Task: Return, exactly, the line that contains "[point] at the green chalkboard" together with all lines after it to the end of the entries, and no further lines.

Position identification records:
_ _ _ _
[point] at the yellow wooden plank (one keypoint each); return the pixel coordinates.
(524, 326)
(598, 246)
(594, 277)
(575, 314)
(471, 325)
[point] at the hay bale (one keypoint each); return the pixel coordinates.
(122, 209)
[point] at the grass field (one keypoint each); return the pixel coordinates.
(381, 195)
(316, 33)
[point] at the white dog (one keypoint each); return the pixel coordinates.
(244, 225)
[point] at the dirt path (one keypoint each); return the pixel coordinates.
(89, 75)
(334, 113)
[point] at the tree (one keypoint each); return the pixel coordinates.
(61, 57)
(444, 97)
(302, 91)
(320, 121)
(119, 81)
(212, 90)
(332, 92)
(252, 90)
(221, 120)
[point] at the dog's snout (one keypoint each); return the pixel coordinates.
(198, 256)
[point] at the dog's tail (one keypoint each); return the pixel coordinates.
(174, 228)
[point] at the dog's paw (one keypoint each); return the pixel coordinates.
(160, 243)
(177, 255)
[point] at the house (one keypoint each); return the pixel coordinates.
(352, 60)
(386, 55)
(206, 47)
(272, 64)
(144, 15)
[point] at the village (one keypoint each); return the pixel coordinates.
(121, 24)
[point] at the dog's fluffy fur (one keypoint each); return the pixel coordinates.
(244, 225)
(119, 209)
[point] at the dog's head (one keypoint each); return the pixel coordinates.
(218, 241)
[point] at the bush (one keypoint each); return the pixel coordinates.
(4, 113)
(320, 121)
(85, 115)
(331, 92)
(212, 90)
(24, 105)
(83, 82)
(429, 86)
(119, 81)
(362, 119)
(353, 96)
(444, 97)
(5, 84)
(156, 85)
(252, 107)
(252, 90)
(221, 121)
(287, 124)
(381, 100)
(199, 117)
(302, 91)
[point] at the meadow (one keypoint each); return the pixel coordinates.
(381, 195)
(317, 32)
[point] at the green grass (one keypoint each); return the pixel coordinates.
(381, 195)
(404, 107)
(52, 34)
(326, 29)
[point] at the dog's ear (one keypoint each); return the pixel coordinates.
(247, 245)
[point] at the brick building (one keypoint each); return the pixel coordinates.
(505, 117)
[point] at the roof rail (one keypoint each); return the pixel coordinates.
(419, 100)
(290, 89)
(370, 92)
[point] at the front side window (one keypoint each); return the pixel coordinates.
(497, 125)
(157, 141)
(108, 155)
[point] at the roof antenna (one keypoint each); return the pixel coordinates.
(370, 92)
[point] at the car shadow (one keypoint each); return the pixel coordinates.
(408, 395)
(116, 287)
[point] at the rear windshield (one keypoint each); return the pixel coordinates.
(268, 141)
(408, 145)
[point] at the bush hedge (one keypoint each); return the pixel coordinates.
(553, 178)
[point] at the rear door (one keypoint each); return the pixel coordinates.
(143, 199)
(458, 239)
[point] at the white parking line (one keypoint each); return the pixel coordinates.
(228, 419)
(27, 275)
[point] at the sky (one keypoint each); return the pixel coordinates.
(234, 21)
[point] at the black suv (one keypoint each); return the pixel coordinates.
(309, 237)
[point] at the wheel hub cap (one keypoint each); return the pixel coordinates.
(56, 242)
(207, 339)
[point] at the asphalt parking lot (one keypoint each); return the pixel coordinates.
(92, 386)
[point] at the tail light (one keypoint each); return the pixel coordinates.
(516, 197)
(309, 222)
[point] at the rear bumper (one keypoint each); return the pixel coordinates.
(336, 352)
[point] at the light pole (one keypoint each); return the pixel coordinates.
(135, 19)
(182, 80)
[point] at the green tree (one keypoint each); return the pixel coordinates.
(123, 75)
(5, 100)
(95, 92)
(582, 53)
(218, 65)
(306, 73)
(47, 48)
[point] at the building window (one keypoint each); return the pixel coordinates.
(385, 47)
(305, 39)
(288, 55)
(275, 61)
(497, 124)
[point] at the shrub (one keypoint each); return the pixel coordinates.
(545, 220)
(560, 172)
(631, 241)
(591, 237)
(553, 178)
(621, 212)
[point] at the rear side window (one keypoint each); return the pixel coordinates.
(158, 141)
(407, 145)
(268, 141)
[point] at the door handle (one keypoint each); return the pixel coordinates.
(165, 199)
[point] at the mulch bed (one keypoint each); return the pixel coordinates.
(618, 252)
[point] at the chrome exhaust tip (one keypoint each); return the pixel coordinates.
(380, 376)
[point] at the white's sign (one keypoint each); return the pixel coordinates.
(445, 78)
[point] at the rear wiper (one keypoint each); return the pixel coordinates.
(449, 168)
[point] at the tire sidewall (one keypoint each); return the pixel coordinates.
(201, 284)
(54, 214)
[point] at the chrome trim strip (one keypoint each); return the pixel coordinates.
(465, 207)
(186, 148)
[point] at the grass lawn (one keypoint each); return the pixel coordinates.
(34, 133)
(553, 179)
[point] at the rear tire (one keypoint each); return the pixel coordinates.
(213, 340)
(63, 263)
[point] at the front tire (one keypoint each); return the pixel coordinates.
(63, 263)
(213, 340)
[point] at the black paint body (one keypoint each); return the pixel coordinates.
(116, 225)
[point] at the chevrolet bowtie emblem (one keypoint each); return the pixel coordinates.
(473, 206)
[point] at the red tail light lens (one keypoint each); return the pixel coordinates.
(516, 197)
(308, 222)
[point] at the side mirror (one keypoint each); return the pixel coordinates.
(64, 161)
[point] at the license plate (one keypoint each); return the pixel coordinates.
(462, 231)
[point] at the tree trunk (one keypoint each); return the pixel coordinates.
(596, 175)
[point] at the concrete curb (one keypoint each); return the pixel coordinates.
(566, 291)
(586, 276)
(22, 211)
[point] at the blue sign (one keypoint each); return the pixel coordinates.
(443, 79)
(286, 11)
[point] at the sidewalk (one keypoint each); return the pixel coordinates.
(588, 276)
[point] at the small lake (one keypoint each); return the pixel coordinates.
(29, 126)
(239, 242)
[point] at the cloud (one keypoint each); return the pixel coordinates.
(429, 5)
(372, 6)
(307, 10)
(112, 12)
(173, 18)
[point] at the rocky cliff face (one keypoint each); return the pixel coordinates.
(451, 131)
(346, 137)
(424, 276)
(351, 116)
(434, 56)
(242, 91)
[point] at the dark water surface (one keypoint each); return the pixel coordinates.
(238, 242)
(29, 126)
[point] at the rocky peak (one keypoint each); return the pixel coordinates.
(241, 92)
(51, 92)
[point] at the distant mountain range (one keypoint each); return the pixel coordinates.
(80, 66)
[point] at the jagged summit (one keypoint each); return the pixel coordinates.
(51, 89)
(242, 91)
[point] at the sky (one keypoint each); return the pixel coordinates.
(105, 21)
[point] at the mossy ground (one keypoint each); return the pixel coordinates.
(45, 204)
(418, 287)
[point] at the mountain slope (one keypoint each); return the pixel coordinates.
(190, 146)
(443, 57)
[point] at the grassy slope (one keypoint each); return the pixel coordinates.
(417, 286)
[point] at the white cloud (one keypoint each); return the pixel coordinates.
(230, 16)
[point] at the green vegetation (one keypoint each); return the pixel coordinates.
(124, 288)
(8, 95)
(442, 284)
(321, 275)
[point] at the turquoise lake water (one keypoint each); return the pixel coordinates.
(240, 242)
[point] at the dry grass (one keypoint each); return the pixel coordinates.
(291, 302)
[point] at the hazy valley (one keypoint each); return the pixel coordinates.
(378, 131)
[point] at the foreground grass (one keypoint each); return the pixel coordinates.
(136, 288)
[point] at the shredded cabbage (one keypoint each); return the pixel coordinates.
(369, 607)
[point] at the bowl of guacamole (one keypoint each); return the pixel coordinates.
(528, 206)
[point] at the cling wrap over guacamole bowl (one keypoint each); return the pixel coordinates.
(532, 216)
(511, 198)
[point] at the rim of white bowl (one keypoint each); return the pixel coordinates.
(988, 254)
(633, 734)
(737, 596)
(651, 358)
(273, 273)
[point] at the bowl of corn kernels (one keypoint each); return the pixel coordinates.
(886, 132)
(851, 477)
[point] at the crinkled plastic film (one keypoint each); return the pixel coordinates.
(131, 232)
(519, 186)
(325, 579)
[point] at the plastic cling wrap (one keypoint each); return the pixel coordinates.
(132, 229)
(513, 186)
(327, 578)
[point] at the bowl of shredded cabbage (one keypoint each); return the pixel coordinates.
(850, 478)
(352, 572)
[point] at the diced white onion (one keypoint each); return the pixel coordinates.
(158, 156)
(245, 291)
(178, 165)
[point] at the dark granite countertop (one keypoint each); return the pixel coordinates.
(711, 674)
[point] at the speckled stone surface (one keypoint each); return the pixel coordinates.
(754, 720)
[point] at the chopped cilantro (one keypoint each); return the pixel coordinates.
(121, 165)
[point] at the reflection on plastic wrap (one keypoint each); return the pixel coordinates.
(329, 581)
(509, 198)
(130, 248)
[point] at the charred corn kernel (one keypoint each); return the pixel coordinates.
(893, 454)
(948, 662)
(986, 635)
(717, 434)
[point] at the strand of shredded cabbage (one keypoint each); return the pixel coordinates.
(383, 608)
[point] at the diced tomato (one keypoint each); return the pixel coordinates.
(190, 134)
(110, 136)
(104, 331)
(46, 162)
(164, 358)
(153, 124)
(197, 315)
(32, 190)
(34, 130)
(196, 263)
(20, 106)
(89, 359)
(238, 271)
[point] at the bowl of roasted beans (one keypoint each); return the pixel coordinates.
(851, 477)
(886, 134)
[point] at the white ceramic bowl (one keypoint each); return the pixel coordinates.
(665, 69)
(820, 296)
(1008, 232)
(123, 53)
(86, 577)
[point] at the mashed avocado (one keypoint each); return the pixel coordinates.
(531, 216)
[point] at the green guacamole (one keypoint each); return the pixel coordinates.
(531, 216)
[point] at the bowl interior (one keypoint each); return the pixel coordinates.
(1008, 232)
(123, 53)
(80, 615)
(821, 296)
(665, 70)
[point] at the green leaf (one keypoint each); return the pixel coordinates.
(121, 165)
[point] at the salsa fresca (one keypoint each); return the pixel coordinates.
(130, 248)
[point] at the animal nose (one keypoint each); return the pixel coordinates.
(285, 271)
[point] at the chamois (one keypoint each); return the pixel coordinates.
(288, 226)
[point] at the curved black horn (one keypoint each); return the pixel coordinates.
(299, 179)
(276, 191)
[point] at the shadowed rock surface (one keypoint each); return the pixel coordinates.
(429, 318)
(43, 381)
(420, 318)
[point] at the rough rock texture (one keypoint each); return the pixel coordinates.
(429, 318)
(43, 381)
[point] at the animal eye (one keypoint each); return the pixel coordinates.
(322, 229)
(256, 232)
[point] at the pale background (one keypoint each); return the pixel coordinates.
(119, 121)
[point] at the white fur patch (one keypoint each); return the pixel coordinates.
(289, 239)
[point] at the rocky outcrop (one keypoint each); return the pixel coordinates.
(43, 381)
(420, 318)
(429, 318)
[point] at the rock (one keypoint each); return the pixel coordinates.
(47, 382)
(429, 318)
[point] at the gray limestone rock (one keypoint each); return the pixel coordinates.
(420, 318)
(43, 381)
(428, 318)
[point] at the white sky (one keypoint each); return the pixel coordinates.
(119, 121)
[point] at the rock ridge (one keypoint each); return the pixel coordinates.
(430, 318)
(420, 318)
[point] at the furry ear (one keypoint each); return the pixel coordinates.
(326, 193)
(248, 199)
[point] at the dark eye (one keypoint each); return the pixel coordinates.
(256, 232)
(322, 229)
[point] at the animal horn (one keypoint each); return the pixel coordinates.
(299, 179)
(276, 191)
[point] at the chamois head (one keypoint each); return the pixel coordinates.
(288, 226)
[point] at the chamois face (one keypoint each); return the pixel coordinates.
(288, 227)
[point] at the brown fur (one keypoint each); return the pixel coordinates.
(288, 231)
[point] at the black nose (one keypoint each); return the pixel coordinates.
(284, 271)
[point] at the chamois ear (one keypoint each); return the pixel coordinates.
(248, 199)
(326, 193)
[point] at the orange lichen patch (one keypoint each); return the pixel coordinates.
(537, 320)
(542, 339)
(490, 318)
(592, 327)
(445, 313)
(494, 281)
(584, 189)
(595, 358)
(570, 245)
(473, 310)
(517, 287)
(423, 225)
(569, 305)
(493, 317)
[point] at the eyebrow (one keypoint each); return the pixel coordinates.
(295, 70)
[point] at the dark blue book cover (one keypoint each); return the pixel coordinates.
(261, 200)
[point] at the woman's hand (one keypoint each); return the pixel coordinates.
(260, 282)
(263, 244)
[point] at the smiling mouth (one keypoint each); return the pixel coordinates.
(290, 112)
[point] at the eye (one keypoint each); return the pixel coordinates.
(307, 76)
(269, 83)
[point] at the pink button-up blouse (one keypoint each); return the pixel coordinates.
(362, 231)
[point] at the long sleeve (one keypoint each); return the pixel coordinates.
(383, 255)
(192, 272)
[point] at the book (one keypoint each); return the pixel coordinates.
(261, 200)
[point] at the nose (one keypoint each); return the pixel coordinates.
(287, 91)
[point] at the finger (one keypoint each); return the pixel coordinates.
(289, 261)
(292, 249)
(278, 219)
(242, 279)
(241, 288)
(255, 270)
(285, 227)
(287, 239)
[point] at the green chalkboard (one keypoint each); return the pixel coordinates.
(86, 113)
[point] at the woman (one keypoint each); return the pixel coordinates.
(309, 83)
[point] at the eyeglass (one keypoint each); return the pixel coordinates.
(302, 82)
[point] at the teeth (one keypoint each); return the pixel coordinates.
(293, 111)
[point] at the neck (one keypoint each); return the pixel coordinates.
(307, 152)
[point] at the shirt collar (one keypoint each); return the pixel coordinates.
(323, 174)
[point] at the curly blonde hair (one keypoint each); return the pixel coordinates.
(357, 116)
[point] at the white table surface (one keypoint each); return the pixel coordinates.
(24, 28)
_ _ _ _
Solved exercise:
[point] at the green chalkboard (one keypoint each); return the pixel coordinates.
(86, 113)
[point] at the woman (one keypoint each); return the pixel coordinates.
(309, 83)
[point] at the eyeglass (one keypoint each); return the pixel coordinates.
(302, 82)
[point] at the teeth (one keypoint each); return the pixel coordinates.
(293, 111)
[point] at the neck (one keypoint each); return the pixel coordinates.
(307, 152)
[point] at the shirt collar (one keypoint each); return the pixel coordinates.
(323, 174)
[point] at the curly blonde hair (one keypoint each); return the pixel coordinates.
(357, 116)
[point] at the white table surface (one keypoint each); return the pixel coordinates.
(24, 28)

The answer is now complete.